*DATA IN THIS EXERCISE:*
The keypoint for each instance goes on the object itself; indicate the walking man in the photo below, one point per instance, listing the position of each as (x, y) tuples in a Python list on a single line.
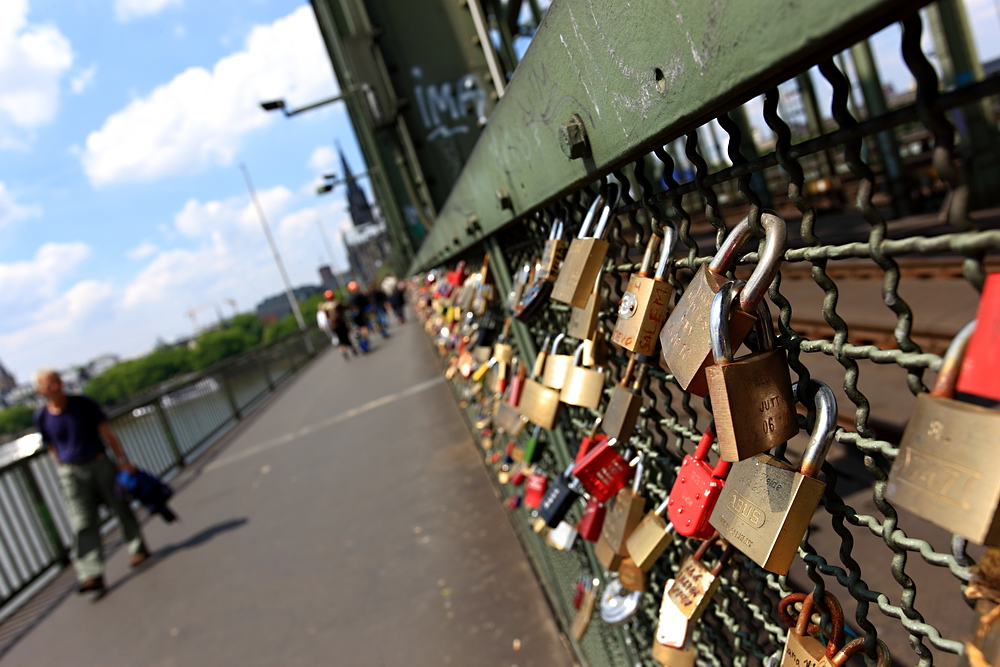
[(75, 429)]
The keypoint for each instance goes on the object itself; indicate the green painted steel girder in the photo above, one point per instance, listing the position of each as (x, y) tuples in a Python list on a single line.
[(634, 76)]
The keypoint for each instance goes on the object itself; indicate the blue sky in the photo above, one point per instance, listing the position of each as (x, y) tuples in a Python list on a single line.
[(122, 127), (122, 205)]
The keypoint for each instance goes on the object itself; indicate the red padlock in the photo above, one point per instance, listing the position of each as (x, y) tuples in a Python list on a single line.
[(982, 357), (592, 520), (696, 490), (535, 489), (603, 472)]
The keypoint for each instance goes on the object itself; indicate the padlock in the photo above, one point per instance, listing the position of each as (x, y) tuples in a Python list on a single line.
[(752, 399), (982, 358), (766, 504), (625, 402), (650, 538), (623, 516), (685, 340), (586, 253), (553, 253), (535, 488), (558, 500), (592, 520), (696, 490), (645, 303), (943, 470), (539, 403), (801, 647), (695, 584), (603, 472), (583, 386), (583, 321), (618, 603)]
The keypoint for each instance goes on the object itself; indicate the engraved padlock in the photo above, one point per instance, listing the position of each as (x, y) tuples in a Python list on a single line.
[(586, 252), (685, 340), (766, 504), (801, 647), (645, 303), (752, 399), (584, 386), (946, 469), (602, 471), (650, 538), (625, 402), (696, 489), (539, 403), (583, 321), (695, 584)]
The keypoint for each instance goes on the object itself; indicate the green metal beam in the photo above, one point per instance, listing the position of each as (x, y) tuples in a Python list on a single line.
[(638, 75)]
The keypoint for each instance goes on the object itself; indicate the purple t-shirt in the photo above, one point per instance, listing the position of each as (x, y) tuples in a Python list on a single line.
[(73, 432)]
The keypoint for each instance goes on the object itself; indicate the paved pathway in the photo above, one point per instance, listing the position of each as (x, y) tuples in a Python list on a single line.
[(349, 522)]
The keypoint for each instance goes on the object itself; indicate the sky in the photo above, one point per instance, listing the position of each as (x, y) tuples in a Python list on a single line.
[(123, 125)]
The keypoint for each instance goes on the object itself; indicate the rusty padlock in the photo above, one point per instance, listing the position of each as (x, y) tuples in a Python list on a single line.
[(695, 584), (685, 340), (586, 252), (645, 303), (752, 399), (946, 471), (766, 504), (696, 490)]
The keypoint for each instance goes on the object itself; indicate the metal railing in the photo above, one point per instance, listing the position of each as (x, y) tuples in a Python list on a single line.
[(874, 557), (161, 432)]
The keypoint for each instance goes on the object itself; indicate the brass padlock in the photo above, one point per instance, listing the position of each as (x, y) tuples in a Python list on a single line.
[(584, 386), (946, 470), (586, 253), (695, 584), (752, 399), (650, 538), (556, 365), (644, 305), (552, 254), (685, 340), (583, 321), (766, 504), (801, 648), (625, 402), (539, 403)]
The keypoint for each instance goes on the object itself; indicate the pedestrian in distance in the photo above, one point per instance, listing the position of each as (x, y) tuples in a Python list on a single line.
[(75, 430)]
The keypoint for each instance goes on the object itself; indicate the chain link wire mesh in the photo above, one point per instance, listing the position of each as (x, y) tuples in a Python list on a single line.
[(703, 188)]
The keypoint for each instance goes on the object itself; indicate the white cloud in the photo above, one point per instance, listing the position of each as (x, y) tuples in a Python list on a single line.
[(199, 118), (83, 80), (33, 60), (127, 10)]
...
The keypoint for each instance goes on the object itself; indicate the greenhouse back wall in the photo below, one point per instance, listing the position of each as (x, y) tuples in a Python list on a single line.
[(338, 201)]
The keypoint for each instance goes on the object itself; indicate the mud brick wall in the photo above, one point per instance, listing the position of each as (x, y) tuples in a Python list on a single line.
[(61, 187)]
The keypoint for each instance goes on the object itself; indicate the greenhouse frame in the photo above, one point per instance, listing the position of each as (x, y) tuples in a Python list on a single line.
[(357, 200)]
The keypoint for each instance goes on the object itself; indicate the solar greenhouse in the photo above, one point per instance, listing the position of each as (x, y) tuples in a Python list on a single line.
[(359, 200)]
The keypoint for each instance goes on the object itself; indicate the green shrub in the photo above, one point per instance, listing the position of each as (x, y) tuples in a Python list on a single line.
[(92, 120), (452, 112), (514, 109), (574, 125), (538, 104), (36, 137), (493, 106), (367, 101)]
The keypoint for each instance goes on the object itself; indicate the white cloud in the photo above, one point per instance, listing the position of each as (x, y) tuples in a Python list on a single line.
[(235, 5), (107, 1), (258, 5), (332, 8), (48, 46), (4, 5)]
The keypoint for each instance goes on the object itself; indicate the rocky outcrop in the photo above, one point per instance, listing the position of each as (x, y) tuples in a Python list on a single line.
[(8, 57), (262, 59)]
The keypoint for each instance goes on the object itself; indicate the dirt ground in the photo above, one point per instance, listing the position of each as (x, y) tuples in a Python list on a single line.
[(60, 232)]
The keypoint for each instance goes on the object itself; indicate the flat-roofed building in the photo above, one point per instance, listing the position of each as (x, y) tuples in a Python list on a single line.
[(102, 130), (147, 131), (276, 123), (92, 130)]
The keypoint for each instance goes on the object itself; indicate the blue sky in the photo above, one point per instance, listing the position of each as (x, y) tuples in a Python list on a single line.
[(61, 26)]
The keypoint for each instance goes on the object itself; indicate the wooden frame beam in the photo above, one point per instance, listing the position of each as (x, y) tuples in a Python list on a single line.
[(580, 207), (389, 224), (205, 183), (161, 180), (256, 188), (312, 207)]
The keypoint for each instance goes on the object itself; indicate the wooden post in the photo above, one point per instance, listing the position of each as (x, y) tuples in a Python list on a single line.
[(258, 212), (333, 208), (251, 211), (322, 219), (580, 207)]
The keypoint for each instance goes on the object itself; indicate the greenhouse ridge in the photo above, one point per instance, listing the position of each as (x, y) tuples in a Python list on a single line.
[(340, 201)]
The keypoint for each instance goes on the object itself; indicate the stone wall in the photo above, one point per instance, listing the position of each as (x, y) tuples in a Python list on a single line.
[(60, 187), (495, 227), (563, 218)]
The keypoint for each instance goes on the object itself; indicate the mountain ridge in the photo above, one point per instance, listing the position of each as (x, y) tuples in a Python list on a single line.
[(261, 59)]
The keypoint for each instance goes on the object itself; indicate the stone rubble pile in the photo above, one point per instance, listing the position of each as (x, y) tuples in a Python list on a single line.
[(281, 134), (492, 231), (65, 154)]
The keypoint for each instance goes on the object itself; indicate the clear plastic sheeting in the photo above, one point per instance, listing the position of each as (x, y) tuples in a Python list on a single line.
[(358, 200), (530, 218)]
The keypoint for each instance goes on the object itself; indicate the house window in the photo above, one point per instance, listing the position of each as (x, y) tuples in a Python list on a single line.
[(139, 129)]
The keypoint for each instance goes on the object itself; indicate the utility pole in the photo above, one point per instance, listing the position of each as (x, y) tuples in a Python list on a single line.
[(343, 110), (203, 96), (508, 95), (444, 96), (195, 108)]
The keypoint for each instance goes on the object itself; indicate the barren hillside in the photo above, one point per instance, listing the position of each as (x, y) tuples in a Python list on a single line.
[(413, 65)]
--
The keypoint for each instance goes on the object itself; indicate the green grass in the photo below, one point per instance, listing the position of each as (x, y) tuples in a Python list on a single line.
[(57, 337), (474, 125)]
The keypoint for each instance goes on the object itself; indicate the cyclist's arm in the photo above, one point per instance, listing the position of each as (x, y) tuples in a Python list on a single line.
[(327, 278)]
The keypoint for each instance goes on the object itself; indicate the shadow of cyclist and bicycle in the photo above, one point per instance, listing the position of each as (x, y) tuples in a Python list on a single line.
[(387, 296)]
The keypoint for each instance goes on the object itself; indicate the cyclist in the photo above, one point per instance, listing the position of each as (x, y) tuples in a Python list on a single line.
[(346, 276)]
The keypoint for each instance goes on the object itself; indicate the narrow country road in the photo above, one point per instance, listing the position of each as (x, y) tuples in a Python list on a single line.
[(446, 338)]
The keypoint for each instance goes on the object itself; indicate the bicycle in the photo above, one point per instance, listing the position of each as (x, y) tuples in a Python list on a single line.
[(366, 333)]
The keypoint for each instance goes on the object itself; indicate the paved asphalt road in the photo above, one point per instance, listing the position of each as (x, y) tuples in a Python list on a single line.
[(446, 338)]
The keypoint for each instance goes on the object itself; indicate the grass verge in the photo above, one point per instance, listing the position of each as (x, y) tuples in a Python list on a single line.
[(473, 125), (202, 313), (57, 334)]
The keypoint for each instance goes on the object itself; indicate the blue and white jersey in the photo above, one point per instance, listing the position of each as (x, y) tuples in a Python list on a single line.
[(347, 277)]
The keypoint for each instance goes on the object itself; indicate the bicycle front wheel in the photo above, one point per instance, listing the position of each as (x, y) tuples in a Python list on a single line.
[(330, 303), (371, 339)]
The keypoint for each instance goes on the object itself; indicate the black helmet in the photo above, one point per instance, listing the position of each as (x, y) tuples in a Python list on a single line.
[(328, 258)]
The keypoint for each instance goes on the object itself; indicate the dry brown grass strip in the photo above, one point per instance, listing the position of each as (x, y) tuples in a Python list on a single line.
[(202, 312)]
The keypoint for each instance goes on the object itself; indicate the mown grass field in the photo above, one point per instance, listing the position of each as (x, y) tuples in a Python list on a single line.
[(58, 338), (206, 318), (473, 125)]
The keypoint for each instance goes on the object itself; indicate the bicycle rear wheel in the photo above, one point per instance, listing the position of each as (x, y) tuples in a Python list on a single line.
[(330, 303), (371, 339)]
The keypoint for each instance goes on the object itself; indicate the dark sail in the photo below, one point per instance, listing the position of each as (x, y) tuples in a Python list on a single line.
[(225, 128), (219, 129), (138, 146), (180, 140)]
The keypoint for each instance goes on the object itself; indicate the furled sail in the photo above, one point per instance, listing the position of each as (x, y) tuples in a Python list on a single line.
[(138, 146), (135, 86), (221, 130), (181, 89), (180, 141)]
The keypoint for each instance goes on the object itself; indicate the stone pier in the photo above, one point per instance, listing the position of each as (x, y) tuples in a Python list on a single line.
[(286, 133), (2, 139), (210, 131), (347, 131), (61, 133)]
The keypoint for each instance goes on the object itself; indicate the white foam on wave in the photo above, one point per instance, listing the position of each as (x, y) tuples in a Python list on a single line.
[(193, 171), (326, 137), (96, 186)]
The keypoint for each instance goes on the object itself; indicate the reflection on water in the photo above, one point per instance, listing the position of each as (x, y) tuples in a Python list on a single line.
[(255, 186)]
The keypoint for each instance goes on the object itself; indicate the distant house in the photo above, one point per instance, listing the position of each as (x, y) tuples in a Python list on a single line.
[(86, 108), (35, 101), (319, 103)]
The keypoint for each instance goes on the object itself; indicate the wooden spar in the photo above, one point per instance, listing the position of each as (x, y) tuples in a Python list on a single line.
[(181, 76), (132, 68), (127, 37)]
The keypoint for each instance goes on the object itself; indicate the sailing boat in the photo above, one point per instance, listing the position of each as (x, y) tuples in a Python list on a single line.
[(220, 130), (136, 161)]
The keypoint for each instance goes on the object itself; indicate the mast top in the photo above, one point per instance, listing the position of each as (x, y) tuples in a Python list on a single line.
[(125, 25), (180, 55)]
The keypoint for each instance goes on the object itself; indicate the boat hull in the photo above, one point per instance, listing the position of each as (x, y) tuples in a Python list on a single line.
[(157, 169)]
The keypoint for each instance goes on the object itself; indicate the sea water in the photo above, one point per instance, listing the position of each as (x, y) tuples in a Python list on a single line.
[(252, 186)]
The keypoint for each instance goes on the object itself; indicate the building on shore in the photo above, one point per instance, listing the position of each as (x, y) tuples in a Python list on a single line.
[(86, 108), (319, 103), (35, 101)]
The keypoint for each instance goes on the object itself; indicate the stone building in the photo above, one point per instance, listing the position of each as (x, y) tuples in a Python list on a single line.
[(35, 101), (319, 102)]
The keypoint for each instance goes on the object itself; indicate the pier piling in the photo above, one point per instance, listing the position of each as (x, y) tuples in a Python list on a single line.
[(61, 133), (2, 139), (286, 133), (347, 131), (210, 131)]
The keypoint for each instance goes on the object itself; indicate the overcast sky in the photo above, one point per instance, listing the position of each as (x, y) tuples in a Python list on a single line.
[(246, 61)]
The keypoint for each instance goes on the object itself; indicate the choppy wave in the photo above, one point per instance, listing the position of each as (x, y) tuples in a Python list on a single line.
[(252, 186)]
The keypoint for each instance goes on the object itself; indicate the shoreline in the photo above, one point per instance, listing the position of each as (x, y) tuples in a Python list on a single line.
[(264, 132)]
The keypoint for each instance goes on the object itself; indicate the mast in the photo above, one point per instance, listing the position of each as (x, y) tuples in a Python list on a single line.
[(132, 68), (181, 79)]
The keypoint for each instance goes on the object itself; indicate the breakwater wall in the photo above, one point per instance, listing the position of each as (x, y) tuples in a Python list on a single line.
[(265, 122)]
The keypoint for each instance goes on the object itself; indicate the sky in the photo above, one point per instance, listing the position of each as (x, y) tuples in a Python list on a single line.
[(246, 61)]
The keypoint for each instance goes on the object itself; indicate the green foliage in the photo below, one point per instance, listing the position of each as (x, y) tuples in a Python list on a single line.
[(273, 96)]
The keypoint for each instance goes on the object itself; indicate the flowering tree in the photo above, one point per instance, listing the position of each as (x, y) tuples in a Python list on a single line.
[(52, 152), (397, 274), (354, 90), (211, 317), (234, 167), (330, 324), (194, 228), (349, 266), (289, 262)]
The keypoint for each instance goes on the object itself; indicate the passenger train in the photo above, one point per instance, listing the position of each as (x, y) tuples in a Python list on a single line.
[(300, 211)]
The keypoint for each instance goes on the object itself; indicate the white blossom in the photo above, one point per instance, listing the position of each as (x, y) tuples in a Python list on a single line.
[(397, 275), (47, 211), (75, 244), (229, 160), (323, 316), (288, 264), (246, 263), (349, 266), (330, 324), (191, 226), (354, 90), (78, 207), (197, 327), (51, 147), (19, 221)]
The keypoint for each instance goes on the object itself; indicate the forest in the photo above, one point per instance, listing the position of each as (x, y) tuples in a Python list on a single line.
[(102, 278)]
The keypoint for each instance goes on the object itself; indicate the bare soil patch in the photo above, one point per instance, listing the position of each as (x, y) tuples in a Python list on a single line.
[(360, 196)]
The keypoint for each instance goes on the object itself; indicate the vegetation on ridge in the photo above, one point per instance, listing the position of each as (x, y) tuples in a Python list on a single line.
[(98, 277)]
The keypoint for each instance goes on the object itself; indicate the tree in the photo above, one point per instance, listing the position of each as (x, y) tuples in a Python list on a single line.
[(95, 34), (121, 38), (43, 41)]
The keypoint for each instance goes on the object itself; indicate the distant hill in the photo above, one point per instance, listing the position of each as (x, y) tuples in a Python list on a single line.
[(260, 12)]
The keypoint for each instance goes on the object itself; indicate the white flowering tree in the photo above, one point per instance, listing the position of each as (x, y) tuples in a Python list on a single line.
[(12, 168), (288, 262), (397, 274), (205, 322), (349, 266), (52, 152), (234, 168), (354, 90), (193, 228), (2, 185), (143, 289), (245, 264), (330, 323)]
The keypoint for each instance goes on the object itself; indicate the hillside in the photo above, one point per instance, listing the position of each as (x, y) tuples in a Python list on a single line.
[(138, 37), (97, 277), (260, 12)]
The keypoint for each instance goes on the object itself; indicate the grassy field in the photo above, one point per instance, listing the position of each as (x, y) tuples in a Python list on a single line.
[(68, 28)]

*WHAT THE TASK ASKS:* Copy the rows above, everything from the line containing "indicate the narrow" down to the line containing "[(366, 333)]", and replace "keypoint" with "marker" throughout, leaving all else unchanged.

*TASK SOLUTION:*
The marker for each instance goes on the object itself; indicate the narrow country road in the photo above, one point per instance, listing the position of each as (x, y) tuples in a Python list on a single line.
[(446, 338)]
The marker for each instance goes on the object itself; indicate the bicycle in the photo above, one point per instance, listing the position of each as (x, y) tuples in a Python list on a single line.
[(366, 333)]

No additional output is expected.